▶ WHAT YOU NEED TO DO
Write out, word for word, the stretch of the forum discussion on Apple hardware that starts with the words "My guess is" and ends with "(Aug 4, 2005)".

▶ TEXT SHOWN
+ + + + + + +
Hmmm... I beg to differ -- I don't think Apple will use run-of-the-mill or commercially available motherboards for their Intel-based systems.  There are PPC motherboards out there, yet Apple makes their own.  I think this will continue, as Apple has some strange form-factors: the Mac mini and the iMac, most prominently.  

My guess is that the motherboards will continue to have Apple-proprietary stuff, just with an Intel processor and Intel DRM chip.


----------



## RacerX (Aug 4, 2005)

fryke said:
			
		

> I actually think one reason to go with intel was to circumvent the problem of always having to have custom everything.


Well, this would only be true if they plan on getting out of the hardware business. Part of having custom parts to Apple computers is to give Apple the opportunity to move at the pace they want rather than the pace of what Microsoft will support.



> Apple's long started to adopt "PC technology".


Apple has long supported standards in hardware. Apple used SCSI, lots of people used SCSI because it was faster than IDE and wasn't as limited. Apple used Nubus, that wasn't Apple's technology, it was from Texas Instruments. Apple used RS-422 series ports, I have SGIs that use the same type serial ports. Apple used their own ADB for keyboard and mouse, NeXT used ADB for keyboards and mice.



> As in PCI.


Texas Instruments Nubus 2 slots (while much faster than the original versions), were not as fast as PCI. The move was performance based.

Mac video cards (be them PCI or AGP) are not compatible with PCs. The bus speed was what Apple was after.



> As in PCMCIA.


Apple was one of the first to adopt this technology and made use of it in both the PowerBook line and Newtons.



> As in USB.


USB had languished for 3 years after Intel had released it and some PC makers started adding it systems. You needed a special version of Windows 95 to use it early on and Windows NT 4.0 *never* supported USB. 

When Apple announced that the *only* way to connect peripherals to the iMac was going to be via USB, all of a sudden there were USB products (which didn't exist before the announcement even for Windows PCs).



> And they've started to push _their_ technologies into the PC world. Such as FireWire. QuickTime. Rend... Bonjour.


QuickTime has been available for Windows since version 2.0 as I recall. FireWire was developed from the outset to be open for other venders to use (just like ADB was).

And people seem to have forgotten that Apple has been making Windows software for quite some time. As I pointed out, QuickTime predates iTunes by years. So did AppleWorks for Windows. And WebObjects.
+ + + + + + +
▶ RECORD SET
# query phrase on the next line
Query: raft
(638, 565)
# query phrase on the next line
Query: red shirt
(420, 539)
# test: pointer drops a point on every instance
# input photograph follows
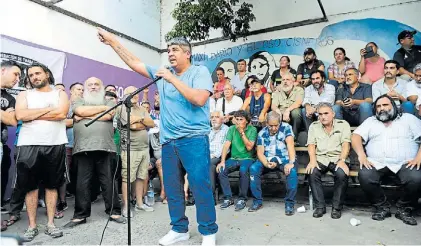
+ + + + + + +
▶ TASK OUTPUT
My guess is that the motherboards will continue to have Apple-proprietary stuff, just with an Intel processor and Intel DRM chip.


----------



## RacerX (Aug 4, 2005)